- [EXCERPT PROVIDED]:
1. Parliaments of constitutional regions, being endowed with legislative power, must be included in any future scheme of collaboration between the European parliament and Parliaments of the Member States. The totality of the Parliaments of the Union, each working within its particular sphere of competence, constitutes a set of complementary mechanisms enabling citizens to exercise effective control over the exercise of public power at all levels.

2. However, when it comes to a body such as a "Convention" deliberating in the run-up to an Intergovernmental Conference such as that of 2004, it is difficult for even constitutional regions to make out a case for some special right of participation. The Convention seeks to represent the States' parliaments and their governments, the European Parliament, and the European Commission, and to give involved observer status to candidate countries. There is a limit to how large a viable Convention can be, and there are many parliaments with legislative power at the regional level throughout the Union.

3. It has already been noted, however, that the larger Member States have proportionally smaller representation in the Parliament than smaller ones, and this creates distortions as between constitutional regions (especially internal nations) within large states and independent member states that are similar in size to them. In this context, it could be argued that member states having a population larger than some given threshold should be entitled to two government representatives, provided that the second representative was a nominee of regional rather than of central government. Alternatively, the parliamentary representation could be structured with a view to playing this role, and would probably be the case, in e.g. Germany or Austria. But this would not obviously fit the current structure of the UK Parliament, and it is not on the face of it likely that special arrangements will be made.

4. This poses sharply the issue whether regional status is adequate in the case of Scotland or similarly situated countries. It is at the heart of Scottish constitutional debate whether a nation that currently has the status of a constitutional region within a union state gains adequate advantages within the European Union from its present situation. In particular, are such (alleged) advantages sufficient to outweigh the disadvantages such a nation has in comparison with similarly sized nations that are Member States of the Union? National parties in several internal nations, among them the SNP, have it as their explicit political goal to achieve national independence within the European framework. In the nature of the case, the internal nations are entities that substantially satisfy already the `Copenhagen criteria' that apply to countries seeking entry to the EU from the outside. If they were external states applying for admission as candidate countries, their path would be a clear one. It would be desirable for all parties to constitutional debate in Scotland and similarly situated nations to work towards establishment of clear doctrines concerning pathways to `internal enlargement'.

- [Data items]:

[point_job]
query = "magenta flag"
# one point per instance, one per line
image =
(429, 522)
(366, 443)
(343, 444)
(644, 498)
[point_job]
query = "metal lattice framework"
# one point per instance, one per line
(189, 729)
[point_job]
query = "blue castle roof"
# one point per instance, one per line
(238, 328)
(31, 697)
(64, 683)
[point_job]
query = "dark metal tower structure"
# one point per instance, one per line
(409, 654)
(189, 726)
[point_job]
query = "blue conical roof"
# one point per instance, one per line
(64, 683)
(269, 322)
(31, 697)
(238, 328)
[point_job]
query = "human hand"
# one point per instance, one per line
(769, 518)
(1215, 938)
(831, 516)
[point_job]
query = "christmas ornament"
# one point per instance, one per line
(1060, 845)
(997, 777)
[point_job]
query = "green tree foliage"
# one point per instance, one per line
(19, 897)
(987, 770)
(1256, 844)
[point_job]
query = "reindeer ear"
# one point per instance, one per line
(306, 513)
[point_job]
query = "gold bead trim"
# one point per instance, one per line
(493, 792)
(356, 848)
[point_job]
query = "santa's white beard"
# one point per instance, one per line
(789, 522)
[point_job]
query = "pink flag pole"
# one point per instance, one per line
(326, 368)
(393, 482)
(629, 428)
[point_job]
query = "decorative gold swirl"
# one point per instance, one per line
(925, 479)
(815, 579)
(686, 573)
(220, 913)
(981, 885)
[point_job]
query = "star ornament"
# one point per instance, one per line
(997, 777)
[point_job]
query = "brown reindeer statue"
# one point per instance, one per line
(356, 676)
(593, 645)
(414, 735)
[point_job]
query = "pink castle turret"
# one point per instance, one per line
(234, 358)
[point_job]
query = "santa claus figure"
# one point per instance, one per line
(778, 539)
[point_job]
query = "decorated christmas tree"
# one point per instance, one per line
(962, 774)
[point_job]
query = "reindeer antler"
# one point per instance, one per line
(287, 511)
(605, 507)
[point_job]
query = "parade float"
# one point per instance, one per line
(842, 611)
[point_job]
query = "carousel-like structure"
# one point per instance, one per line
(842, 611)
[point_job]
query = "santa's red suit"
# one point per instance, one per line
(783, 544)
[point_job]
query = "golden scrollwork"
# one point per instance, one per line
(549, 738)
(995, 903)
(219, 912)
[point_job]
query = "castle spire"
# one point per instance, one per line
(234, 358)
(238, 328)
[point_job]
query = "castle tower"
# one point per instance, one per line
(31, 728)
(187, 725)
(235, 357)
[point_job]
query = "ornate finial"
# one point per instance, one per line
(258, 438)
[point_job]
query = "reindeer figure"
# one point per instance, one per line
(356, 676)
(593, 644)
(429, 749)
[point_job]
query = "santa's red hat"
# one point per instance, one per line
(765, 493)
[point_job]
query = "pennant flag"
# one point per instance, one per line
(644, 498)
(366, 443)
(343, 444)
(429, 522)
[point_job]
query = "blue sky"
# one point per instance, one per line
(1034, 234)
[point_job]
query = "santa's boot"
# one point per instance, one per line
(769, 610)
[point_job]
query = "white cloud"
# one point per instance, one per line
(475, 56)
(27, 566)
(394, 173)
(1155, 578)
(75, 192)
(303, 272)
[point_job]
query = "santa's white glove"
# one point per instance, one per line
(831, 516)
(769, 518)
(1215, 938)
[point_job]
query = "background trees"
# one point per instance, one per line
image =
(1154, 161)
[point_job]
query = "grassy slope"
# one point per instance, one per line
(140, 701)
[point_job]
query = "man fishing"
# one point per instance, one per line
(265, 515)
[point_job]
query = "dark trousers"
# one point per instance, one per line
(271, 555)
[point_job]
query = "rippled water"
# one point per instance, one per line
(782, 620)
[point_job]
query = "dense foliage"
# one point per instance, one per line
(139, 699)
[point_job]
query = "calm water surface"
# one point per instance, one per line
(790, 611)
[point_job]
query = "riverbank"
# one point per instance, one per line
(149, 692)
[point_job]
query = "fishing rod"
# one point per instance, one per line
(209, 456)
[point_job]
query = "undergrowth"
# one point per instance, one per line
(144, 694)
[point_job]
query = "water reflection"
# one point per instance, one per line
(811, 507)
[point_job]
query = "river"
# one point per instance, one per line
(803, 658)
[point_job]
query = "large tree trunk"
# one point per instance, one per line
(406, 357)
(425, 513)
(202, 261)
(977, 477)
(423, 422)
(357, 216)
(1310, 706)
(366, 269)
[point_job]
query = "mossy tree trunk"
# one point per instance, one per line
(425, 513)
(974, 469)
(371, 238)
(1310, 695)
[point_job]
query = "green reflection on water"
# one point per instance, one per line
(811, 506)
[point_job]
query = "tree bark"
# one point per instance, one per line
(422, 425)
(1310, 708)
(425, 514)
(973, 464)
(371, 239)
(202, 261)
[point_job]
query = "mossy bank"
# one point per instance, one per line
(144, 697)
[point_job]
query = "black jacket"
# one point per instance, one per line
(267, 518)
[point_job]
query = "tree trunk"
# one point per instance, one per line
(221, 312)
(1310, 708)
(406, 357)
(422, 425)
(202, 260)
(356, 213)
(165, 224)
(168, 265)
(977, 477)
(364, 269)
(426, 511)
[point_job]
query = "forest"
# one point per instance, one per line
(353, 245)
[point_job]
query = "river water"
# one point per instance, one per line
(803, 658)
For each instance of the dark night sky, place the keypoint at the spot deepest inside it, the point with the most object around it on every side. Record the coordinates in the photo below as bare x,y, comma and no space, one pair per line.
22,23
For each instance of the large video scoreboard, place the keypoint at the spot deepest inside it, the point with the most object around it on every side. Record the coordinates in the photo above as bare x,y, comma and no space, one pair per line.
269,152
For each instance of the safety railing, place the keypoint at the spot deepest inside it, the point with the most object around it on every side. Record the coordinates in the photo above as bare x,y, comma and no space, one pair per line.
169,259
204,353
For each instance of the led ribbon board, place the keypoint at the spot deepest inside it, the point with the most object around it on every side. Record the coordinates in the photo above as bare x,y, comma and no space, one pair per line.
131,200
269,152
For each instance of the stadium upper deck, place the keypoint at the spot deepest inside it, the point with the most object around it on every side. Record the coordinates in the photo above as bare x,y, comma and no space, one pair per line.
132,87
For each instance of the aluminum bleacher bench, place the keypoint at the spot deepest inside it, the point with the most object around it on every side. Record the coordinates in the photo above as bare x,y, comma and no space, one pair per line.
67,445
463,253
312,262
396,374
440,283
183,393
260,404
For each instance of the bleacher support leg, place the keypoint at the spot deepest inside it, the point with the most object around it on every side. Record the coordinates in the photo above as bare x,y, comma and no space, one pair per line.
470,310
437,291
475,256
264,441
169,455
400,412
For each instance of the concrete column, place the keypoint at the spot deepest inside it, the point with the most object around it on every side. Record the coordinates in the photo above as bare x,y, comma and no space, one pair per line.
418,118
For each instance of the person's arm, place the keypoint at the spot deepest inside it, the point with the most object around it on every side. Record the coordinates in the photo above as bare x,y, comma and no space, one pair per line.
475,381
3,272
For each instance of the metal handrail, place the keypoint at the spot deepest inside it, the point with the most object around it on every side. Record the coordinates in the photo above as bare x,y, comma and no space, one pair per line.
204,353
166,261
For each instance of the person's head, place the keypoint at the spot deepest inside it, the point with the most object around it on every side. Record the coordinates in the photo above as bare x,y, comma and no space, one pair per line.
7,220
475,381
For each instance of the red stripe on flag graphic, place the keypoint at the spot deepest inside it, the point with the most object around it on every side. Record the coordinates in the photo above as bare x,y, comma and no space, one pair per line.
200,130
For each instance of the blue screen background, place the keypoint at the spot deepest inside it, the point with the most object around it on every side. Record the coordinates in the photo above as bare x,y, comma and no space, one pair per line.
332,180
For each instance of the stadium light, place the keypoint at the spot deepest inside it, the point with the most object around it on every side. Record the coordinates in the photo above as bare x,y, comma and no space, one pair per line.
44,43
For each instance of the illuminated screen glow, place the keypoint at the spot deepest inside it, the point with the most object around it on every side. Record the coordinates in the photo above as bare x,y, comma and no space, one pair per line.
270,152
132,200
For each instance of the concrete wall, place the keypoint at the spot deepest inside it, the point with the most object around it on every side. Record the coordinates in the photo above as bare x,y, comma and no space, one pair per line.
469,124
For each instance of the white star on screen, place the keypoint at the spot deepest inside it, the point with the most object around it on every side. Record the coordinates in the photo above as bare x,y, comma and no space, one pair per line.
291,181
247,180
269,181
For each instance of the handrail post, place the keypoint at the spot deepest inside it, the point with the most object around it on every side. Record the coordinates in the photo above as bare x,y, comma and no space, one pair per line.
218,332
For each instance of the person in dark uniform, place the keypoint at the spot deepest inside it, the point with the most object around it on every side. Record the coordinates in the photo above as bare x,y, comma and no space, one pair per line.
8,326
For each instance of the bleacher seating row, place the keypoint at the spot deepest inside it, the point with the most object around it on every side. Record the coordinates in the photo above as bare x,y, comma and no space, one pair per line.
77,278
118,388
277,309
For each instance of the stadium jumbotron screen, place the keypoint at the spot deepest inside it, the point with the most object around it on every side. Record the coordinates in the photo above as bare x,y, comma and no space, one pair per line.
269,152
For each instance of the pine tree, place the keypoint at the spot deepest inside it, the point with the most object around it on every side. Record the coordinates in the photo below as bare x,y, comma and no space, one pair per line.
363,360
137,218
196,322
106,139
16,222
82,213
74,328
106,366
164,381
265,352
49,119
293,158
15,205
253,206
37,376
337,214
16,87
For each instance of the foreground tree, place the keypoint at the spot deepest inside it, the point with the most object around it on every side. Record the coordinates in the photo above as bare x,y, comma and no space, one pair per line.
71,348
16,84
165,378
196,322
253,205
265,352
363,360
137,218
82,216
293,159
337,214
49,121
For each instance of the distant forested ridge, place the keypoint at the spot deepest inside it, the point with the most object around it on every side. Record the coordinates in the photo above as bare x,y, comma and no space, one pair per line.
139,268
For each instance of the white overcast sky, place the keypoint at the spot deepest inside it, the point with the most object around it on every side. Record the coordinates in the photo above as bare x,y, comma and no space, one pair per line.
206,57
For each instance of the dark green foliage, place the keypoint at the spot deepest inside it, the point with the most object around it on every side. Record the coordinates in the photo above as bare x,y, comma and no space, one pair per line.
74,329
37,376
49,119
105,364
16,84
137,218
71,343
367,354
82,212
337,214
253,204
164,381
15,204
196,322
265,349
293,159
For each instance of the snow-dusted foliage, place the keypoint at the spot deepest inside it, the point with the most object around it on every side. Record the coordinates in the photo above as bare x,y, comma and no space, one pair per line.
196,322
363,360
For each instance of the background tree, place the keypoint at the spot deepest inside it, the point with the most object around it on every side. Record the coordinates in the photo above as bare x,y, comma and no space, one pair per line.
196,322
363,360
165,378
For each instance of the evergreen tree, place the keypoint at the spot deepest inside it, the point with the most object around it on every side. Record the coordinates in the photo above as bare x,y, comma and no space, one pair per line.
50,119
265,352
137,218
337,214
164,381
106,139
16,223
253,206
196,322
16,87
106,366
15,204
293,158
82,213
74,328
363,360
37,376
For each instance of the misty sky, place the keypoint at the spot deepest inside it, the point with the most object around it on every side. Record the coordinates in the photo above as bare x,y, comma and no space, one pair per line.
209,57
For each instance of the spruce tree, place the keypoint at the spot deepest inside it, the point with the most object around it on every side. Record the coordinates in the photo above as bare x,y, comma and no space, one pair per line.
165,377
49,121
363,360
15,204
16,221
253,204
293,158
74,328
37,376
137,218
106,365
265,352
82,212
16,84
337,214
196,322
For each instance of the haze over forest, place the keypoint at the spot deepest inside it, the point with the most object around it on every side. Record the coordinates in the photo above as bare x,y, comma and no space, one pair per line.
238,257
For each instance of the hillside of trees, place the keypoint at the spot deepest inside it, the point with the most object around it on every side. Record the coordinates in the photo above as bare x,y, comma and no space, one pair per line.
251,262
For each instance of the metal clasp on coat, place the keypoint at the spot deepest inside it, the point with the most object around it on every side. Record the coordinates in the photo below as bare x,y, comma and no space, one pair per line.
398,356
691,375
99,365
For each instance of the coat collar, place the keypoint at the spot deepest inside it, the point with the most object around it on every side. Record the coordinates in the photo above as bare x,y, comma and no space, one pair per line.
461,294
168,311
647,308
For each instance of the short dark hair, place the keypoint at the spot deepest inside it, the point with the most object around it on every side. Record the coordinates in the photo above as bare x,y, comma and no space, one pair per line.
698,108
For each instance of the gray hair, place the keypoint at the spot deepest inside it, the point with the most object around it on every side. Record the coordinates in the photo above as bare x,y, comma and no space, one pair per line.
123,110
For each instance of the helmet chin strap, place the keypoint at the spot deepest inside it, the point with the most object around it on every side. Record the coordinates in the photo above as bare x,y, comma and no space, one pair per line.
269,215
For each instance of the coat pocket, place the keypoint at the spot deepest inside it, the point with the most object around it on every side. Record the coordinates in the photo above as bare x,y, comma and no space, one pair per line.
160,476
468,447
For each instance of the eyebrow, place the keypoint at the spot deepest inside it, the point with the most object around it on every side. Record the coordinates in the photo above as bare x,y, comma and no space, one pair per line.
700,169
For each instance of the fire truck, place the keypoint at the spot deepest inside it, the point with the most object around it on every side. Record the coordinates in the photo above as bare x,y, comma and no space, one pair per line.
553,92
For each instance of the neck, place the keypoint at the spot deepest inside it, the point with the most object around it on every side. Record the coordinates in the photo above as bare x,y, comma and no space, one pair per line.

- [EXERCISES]:
[1] Duplicate the stretch of the constitutional regions excerpt from "2. However, when" through "throughout the Union.".
[2] Pick out each line in the rows that contains the string "santa" and copy those lines.
The excerpt on constitutional regions and the rows come from unrelated sources.

- [SOLVED TASKS]:
[1]
2. However, when it comes to a body such as a "Convention" deliberating in the run-up to an Intergovernmental Conference such as that of 2004, it is difficult for even constitutional regions to make out a case for some special right of participation. The Convention seeks to represent the States' parliaments and their governments, the European Parliament, and the European Commission, and to give involved observer status to candidate countries. There is a limit to how large a viable Convention can be, and there are many parliaments with legislative power at the regional level throughout the Union.

[2]
query = "santa's white beard"
query = "santa claus figure"
query = "santa's red suit"
query = "santa's red hat"
query = "santa's boot"
query = "santa's white glove"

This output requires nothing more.